BEGIN Stored data

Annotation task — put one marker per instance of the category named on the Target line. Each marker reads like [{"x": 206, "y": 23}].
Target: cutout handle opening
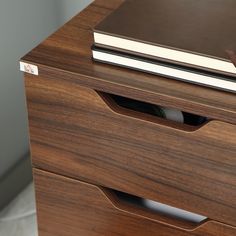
[
  {"x": 155, "y": 211},
  {"x": 154, "y": 113}
]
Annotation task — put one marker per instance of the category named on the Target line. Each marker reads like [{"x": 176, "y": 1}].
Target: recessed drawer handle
[
  {"x": 153, "y": 113},
  {"x": 155, "y": 211}
]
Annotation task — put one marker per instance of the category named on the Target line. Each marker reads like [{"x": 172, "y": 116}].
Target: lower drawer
[{"x": 70, "y": 207}]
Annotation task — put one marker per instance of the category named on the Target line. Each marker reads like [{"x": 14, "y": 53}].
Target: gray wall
[{"x": 23, "y": 24}]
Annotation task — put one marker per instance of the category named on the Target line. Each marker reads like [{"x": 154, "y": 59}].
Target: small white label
[{"x": 29, "y": 68}]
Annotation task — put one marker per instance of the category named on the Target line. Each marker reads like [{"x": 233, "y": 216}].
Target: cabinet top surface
[{"x": 67, "y": 54}]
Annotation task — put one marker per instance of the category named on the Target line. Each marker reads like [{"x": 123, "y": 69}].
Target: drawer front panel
[
  {"x": 70, "y": 207},
  {"x": 75, "y": 133}
]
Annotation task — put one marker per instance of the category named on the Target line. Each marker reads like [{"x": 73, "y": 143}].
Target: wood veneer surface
[
  {"x": 67, "y": 55},
  {"x": 73, "y": 132},
  {"x": 67, "y": 207}
]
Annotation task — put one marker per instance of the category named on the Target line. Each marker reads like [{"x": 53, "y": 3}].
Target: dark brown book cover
[{"x": 203, "y": 27}]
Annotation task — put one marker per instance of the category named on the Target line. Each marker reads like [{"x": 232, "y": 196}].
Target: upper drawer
[{"x": 75, "y": 133}]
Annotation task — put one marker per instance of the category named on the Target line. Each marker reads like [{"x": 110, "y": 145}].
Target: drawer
[
  {"x": 70, "y": 207},
  {"x": 77, "y": 133}
]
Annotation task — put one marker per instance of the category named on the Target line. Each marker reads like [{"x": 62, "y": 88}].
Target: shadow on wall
[{"x": 23, "y": 25}]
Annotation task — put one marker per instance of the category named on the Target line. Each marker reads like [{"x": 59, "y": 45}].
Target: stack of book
[{"x": 188, "y": 40}]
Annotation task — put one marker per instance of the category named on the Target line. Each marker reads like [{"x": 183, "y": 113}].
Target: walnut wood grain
[
  {"x": 74, "y": 133},
  {"x": 67, "y": 54},
  {"x": 67, "y": 207}
]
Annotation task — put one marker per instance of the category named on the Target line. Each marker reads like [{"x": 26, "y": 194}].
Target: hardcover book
[
  {"x": 169, "y": 70},
  {"x": 194, "y": 33}
]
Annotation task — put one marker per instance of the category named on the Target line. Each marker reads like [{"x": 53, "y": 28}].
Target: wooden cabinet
[{"x": 85, "y": 146}]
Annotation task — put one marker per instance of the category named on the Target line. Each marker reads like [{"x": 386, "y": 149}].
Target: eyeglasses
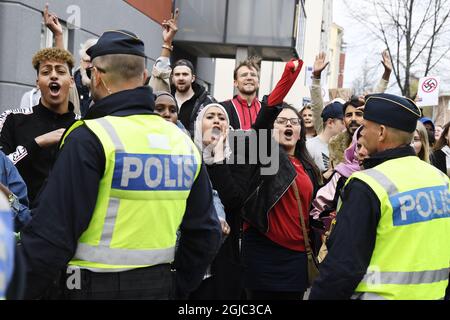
[
  {"x": 284, "y": 121},
  {"x": 89, "y": 71}
]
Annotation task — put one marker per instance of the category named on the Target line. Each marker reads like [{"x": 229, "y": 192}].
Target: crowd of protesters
[{"x": 146, "y": 187}]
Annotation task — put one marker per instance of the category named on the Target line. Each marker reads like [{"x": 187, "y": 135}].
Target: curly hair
[{"x": 53, "y": 54}]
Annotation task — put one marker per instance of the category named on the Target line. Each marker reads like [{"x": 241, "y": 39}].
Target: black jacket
[
  {"x": 352, "y": 241},
  {"x": 18, "y": 130},
  {"x": 438, "y": 159},
  {"x": 190, "y": 109},
  {"x": 265, "y": 190},
  {"x": 69, "y": 198}
]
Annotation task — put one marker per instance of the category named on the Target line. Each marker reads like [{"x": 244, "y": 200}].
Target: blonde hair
[
  {"x": 424, "y": 153},
  {"x": 53, "y": 54}
]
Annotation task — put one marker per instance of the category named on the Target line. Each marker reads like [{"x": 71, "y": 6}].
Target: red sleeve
[{"x": 286, "y": 82}]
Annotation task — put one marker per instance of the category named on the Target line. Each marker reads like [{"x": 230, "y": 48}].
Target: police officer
[
  {"x": 394, "y": 219},
  {"x": 7, "y": 243},
  {"x": 125, "y": 181}
]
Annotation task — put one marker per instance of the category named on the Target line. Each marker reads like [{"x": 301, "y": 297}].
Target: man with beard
[
  {"x": 82, "y": 81},
  {"x": 120, "y": 240},
  {"x": 191, "y": 97},
  {"x": 393, "y": 216},
  {"x": 30, "y": 136},
  {"x": 353, "y": 116}
]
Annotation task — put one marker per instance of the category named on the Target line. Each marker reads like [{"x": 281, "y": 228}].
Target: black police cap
[
  {"x": 392, "y": 111},
  {"x": 333, "y": 111},
  {"x": 117, "y": 42}
]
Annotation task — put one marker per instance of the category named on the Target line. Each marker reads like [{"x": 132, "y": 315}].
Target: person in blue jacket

END Stored data

*Problem statement*
All of the entries need to be transcribed word for word; pictures are left out.

*Complete answer*
Annotation task — put one marker per instance of the category named on the Target line. Each marker reads like [{"x": 206, "y": 23}].
Target: cutout handle opening
[
  {"x": 155, "y": 211},
  {"x": 154, "y": 113}
]
Annotation task — put one marker per instance of the category named on the Target line. Each marker reads like [{"x": 176, "y": 1}].
Target: recessed drawer handle
[
  {"x": 153, "y": 113},
  {"x": 155, "y": 211}
]
Annotation task — put one marker per instance of the category named on the Target line. Each marker reads like [{"x": 172, "y": 116}].
Target: lower drawer
[{"x": 70, "y": 207}]
Annotation task — put one marker per instance of the category named on the Target line. Each marker reads like [{"x": 14, "y": 53}].
Target: gray wall
[{"x": 23, "y": 24}]
Annotation task — put one marker per instance of the category named on the Target line. Each marker reads like [{"x": 154, "y": 59}].
Target: small white label
[{"x": 29, "y": 68}]
Annotation task — put one marker per instance of the category named on the Target line. Each marker reads like [{"x": 233, "y": 216}].
Target: cabinet top surface
[{"x": 67, "y": 54}]
Annotation task — put one marker per instance of the category named on the Target line. Each marker reads like [{"x": 123, "y": 69}].
Target: drawer front panel
[
  {"x": 70, "y": 207},
  {"x": 75, "y": 133}
]
Annotation task — put one marker per instance of the category named on the Target line. Each marker reads like [{"x": 73, "y": 143}].
Target: wood veneer surface
[
  {"x": 67, "y": 55},
  {"x": 73, "y": 132},
  {"x": 67, "y": 207}
]
Annotation task — put one marker per instance of the category named on the Target line. Each marker reads like [{"x": 53, "y": 3}].
Target: dark brown book cover
[{"x": 203, "y": 27}]
Annotation task — put one marker per instance of the category named on the Target line. Each marker reads like [{"x": 232, "y": 196}].
Target: upper drawer
[{"x": 75, "y": 133}]
Annotation task — put one marker per instance of the category named on the Target line. Each marker reads like [{"x": 110, "y": 145}].
Target: drawer
[
  {"x": 70, "y": 207},
  {"x": 77, "y": 133}
]
Annotation task — put one marker per instance of the category named on the Target line. Each marker reads like [{"x": 62, "y": 88}].
Target: shadow on wall
[{"x": 23, "y": 25}]
Annotation task — put one marker per instance of the category named on the Target line. Each marker reads like [{"x": 59, "y": 45}].
Target: stack of book
[{"x": 188, "y": 40}]
Annotation task — put one marker per instance of the category named on the Target line. Each marker reads like [{"x": 183, "y": 113}].
Target: walnut wood grain
[
  {"x": 74, "y": 133},
  {"x": 67, "y": 54},
  {"x": 67, "y": 207}
]
Annotation task — put one marker per instance of the category named on the Target line. Each marker reads like [{"x": 26, "y": 194}].
Target: hardcover book
[
  {"x": 169, "y": 70},
  {"x": 194, "y": 33}
]
Annotation task — put one marker per instance of the category named on the Target line. Each marker reads like [{"x": 53, "y": 28}].
Target: wooden cabinet
[{"x": 85, "y": 146}]
Annotation task — put one marker per instance of the category named on the Target line. Each marker reads like [{"x": 386, "y": 149}].
Target: eyeglasses
[
  {"x": 284, "y": 121},
  {"x": 89, "y": 71}
]
Annotation task — put one marker per instance of the category named on the Target line. Each marker reads like [{"x": 229, "y": 192}].
Target: crowd of protesters
[{"x": 146, "y": 187}]
Annotation task — put one marker per instance of the category named on the Target line. Each marker reads like [{"x": 187, "y": 135}].
Target: curly hair
[{"x": 53, "y": 54}]
Annotation task — put one marker per instance of the category named on the Target line. Each marker reads like [{"x": 241, "y": 39}].
Target: black jacket
[
  {"x": 352, "y": 241},
  {"x": 18, "y": 130},
  {"x": 438, "y": 159},
  {"x": 190, "y": 109},
  {"x": 265, "y": 190},
  {"x": 69, "y": 198}
]
Annotation task — put one marker per instance of the category named on the Target line. Each marker reads like [{"x": 244, "y": 200}].
Target: blonde hair
[
  {"x": 424, "y": 153},
  {"x": 53, "y": 54}
]
Annotation task — put one marker per instance of the category named on the Target line. Each marker reads like [{"x": 71, "y": 6}].
Target: red sleeve
[{"x": 286, "y": 82}]
Annotation task — put one marker per instance of the category named on the Target line. Each marker reads like [{"x": 230, "y": 48}].
Target: police officer
[
  {"x": 394, "y": 219},
  {"x": 7, "y": 243},
  {"x": 125, "y": 181}
]
Annotation task — put one marker per instance of the category named on the Target line. Each marker reads like [{"x": 301, "y": 297}].
Target: man with beard
[
  {"x": 82, "y": 81},
  {"x": 120, "y": 240},
  {"x": 191, "y": 97},
  {"x": 393, "y": 216},
  {"x": 30, "y": 136},
  {"x": 353, "y": 116}
]
Annotation task — put one marker per instance of the category named on the Target line. Each marker reads like [{"x": 281, "y": 228}].
Target: black police cap
[
  {"x": 392, "y": 111},
  {"x": 333, "y": 111},
  {"x": 117, "y": 42}
]
Annotation task — put one marker per instance of the category named on the Target line. Each marker reads like [{"x": 132, "y": 315}].
Target: person in blue jacket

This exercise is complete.